- _EXTRAIT FOURNI_:
Intervention de Yannick Vaugrenard

Commission des affaires économiques — Réunion du 9 avril 2014 : 1ère réunion
Artisanat commerce et très petites entreprises — Examen du rapport et du texte de la commission

Photo de Yannick VaugrenardYannick Vaugrenard, rapporteur :

Le projet de loi relatif à l'artisanat, au commerce et aux TPE a été adopté en première lecture par les députés le 18 février dernier, avant d'être transmis au Sénat. Le Gouvernement a engagé la procédure accélérée. J'ajoute que la commission des lois et celle de la culture et de l'éducation se sont saisies pour avis.

Le texte aborde quatre grands sujets : le régime des baux commerciaux, l'harmonisation des régimes fiscal et social de la très petite entreprise, la définition du champ de l'artisanat et la législation de l'urbanisme commercial. Son objectif est de créer les conditions favorables au développement du tissu des petites entreprises qui dans nos territoires apportent une offre de proximité et de nombreux emplois non délocalisables.

Avec plus d'un million d'entreprises, l'artisanat représente presque le tiers des entreprises du secteur marchand, 3 millions d'emplois, dont 2 millions salariés, et plus de 100 milliards d'euros de valeur ajoutée par an. Quant au commerce, il compte 3 millions d'emplois salariés et 360 000 emplois indépendants. Au total, ces deux ensembles constituent 15 % du PIB français. Dans le secteur artisanal, les structures de moins de 10 salariés forment 95 % du total. Le petit commerce de proximité est composé de plusieurs centaines de milliers de TPE.

- _EXTRAIT DE SOURCE_:
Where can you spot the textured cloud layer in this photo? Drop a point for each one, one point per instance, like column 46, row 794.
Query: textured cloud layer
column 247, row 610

- _TRAVAIL DEMANDÉ_:
• 1. Répondez aux questions suivantes à partir de l'intervention sur l'artisanat et le commerce.
(a) À quelle date les députés ont-ils adopté le projet de loi en première lecture ?
(b) Quels sont les quatre grands sujets abordés par le texte ?
(c) Quelle part du PIB français l'artisanat et le commerce constituent-ils au total ?
• 2. Poursuivez l'intervention sur l'artisanat et le commerce après sa dernière phrase.

- _CORRIGÉ DE L'EXERCICE_:
• 1.
(a) Le 18 février.
(b) Le régime des baux commerciaux, l'harmonisation des régimes fiscal et social de la très petite entreprise, la définition du champ de l'artisanat et la législation de l'urbanisme commercial.
(c) 15 %.

• 2.
Ce secteur, du fait de ses spécificités et de son importance stratégique, exige des régulations spécifiques. Le projet de loi conforte, modernise et simplifie le régime des baux commerciaux - qui offre aux commerçants des règles protectrices pour garantir la pérennité de leur exploitation. Le présent texte impose un état des lieux d'entrée et de sortie, ainsi qu'un inventaire des charges et une répartition explicite de celles-ci entre le preneur et le bailleur. Il modernise les règles de plafonnement des loyers en imposant comme indice de référence non plus l'indice de la construction, mais l'indice des loyers commerciaux (ILC) ou l'indice des loyers des activités tertiaires (Ilat). Il crée des règles pour lisser les augmentations de loyers dans les cas où le plafonnement ne s'applique pas. Enfin, il instaure un droit de préférence pour le commerçant en place, en cas de cession onéreuse des locaux loués.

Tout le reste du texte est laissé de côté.